* **To do**
Select each line of the listing that holds the string "palm" and copy those lines.

Point annotation records
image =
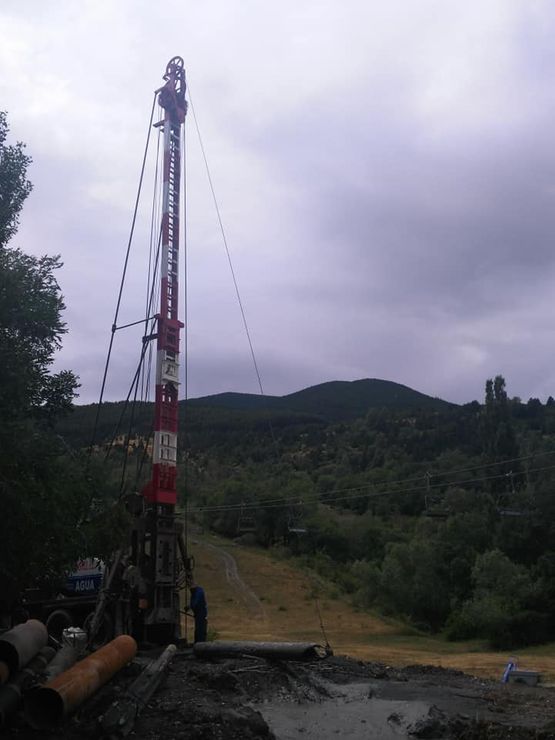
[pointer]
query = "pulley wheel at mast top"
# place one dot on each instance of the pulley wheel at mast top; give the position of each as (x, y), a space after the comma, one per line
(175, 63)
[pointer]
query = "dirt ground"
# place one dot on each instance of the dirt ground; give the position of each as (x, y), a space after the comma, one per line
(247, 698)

* * *

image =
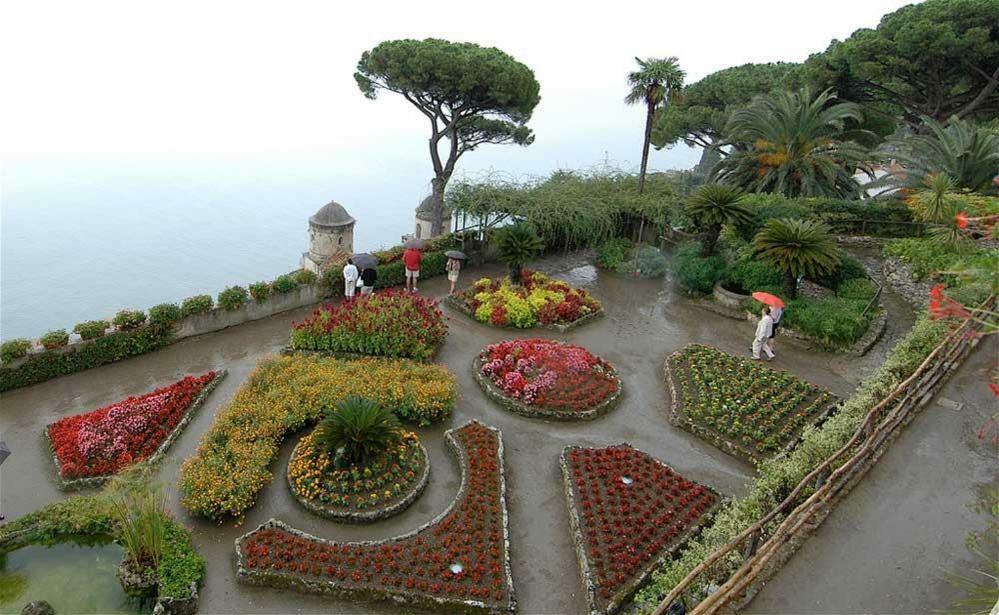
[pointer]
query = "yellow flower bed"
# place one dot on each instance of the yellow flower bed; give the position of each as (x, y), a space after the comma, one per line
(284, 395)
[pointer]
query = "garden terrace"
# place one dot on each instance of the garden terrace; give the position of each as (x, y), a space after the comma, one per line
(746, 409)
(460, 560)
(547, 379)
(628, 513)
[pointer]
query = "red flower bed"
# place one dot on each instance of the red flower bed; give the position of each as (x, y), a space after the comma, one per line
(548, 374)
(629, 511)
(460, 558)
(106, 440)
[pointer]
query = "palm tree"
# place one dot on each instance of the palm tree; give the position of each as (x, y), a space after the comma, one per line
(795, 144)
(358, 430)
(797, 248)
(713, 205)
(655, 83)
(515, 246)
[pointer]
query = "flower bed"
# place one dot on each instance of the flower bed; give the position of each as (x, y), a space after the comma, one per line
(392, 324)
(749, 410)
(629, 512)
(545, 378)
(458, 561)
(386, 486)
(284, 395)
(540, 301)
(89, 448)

...

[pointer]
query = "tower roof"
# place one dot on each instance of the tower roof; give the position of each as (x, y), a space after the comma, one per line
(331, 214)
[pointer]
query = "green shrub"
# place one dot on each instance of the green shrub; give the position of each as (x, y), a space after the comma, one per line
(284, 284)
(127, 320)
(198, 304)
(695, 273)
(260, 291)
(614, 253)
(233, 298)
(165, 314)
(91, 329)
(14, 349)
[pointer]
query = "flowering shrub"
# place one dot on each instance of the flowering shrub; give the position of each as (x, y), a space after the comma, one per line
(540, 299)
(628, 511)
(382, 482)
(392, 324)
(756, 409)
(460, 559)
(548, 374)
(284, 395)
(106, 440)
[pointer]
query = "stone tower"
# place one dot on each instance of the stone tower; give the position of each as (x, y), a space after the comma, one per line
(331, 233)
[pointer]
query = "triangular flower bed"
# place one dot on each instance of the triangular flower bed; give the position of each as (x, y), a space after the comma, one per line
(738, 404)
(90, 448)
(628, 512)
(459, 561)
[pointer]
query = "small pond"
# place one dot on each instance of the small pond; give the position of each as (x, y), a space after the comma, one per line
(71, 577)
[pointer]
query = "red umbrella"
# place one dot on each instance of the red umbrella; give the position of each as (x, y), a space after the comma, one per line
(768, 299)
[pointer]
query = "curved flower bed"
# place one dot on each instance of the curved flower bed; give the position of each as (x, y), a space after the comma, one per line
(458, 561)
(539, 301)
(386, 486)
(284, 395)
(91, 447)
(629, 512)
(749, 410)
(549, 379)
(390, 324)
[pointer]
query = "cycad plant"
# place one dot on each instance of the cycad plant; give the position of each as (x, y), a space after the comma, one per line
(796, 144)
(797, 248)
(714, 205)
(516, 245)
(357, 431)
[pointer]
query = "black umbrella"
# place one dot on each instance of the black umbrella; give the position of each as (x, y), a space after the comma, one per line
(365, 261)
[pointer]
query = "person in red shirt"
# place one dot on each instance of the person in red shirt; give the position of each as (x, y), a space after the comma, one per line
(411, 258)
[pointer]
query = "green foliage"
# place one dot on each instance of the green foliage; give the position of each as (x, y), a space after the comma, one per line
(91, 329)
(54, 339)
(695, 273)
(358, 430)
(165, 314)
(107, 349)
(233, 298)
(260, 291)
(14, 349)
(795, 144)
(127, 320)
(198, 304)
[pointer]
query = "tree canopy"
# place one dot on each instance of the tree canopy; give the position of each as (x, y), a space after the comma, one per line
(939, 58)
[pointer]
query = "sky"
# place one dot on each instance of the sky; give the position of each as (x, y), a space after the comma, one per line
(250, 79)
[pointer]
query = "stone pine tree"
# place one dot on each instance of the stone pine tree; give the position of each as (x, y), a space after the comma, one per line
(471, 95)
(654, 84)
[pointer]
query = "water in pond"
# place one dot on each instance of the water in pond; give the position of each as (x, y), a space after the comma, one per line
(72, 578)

* **Expected answer**
query = "palm tree"
# place one dot on each instance of the palm tree; give the position of each as (x, y), a space after the comma, one per line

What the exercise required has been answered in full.